→ Work instruction: A faithful copy of all the entries is required, with no pictures in it.

Extracted data entries
○ ○ ○

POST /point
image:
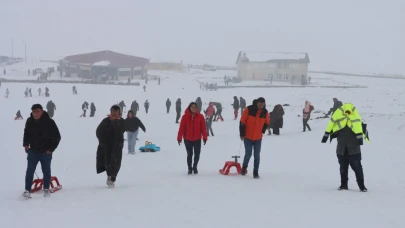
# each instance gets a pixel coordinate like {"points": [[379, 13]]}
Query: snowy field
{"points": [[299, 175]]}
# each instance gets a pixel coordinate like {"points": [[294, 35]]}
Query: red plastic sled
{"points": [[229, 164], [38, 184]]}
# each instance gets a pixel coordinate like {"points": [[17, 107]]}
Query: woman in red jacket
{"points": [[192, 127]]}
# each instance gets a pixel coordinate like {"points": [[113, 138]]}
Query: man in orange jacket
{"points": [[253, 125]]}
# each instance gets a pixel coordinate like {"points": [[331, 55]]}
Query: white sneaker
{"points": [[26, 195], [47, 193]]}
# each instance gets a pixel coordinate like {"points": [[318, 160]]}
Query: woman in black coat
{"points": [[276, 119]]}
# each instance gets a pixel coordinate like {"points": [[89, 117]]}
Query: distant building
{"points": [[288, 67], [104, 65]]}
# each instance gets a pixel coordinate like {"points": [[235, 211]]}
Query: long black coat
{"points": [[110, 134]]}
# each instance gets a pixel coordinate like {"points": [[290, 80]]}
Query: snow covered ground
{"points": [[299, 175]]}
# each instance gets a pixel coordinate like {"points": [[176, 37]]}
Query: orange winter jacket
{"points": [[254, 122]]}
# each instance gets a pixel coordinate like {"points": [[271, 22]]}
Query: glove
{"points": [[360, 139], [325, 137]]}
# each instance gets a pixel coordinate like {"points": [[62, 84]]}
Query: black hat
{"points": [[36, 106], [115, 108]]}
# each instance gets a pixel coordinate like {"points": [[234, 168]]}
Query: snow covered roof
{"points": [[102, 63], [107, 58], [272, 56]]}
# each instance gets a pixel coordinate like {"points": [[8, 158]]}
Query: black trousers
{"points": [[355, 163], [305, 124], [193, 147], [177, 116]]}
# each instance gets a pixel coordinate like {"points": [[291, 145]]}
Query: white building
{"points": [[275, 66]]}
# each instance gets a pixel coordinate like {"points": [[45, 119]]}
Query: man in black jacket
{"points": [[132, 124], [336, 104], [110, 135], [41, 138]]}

○ ○ ○

→ Solution for this task:
POST /point
image:
# each instance gets a pixel coordinate like {"points": [[379, 13]]}
Query: snowy field
{"points": [[299, 175]]}
# each instance gets a pixel coordinate like {"points": [[294, 35]]}
Query: red plastic sled
{"points": [[229, 164], [38, 184]]}
# each instance gets a pixel coordinate like {"points": [[17, 107]]}
Query: woman in red jacket
{"points": [[192, 127]]}
# each instance gets a pixel coordinate like {"points": [[113, 138]]}
Query: man in orange jacket
{"points": [[253, 125]]}
# each instance gets a pixel coordinate like {"points": [[331, 55]]}
Query: white sneaker
{"points": [[26, 195], [47, 193]]}
# each instance gets a pixel coordinate like {"points": [[318, 160]]}
Query: woman in black coat
{"points": [[276, 119]]}
# each instance gets a pixel coordinate like {"points": [[89, 117]]}
Query: distant building
{"points": [[288, 67], [104, 65]]}
# each instance gets a pixel coordinate like {"points": [[235, 211]]}
Query: long black coat
{"points": [[110, 134]]}
# each instance gets a pixel coordinate like {"points": [[290, 80]]}
Query: snow covered ground
{"points": [[299, 175]]}
# each instance gets a pixel coordinate like {"points": [[176, 37]]}
Query: orange winter jacket
{"points": [[254, 122]]}
# each instance gets a pixel coordinate like {"points": [[271, 22]]}
Query: glove
{"points": [[360, 139], [325, 137]]}
# each instance gets a pixel coordinate like {"points": [[62, 84]]}
Query: black hat
{"points": [[36, 106], [115, 108]]}
# each instance gets a pixel coordinate like {"points": [[234, 168]]}
Query: snow covered roof
{"points": [[102, 63], [107, 58], [272, 56]]}
# each instance gets a pixel coordinate like {"points": [[8, 158]]}
Query: black trousers
{"points": [[355, 163], [305, 124], [193, 147], [177, 116]]}
# each instance gets a pixel coordinate like {"points": [[291, 145]]}
Query: white building
{"points": [[275, 66]]}
# each instance gets a pixel coordinate like {"points": [[45, 119]]}
Query: man in black jacket
{"points": [[132, 124], [336, 104], [110, 135], [41, 138]]}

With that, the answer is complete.